INPUT MATERIAL:

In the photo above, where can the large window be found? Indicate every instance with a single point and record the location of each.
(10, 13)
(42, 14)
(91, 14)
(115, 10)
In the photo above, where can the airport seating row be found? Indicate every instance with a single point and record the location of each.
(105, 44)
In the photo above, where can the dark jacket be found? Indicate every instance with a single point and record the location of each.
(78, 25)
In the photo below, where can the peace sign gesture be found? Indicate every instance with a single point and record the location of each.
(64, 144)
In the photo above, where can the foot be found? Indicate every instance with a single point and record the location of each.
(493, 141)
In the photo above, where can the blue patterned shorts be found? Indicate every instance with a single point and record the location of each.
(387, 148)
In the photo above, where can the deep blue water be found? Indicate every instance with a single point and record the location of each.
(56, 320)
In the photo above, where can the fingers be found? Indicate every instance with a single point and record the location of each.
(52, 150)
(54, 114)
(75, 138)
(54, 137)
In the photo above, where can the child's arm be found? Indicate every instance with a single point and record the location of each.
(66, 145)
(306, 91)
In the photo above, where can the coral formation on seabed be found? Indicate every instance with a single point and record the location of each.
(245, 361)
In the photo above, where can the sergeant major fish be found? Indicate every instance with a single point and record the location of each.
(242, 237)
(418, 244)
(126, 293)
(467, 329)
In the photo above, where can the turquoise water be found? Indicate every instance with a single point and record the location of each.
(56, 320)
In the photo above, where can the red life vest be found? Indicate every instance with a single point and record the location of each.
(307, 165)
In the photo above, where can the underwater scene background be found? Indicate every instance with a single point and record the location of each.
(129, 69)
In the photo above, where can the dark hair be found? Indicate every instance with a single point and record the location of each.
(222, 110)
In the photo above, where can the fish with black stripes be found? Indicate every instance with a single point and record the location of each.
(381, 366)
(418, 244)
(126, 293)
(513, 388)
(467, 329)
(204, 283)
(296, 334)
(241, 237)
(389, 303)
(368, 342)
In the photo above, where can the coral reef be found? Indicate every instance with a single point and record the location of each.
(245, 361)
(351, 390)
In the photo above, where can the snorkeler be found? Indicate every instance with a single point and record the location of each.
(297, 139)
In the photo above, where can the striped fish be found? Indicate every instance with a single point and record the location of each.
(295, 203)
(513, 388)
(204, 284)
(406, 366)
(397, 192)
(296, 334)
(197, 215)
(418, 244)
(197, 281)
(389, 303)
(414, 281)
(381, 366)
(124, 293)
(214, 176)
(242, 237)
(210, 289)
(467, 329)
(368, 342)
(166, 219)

WHAT TO DO: Please copy every line in the stretch from the line containing "In the photo above, where can the striped" through the end of the material, including the lines that aren't coordinates. Multiply each coordinate by 2 and round to whole numbers, with halves rounded up.

SOLUTION FOR THIS PROBLEM:
In the photo above, where can the striped fish be found? Indicate every instance with a single point and record the location of each.
(590, 406)
(1026, 776)
(408, 568)
(812, 732)
(794, 384)
(592, 668)
(394, 430)
(836, 488)
(394, 562)
(778, 606)
(828, 562)
(762, 732)
(248, 586)
(428, 352)
(484, 474)
(420, 578)
(934, 658)
(736, 684)
(332, 438)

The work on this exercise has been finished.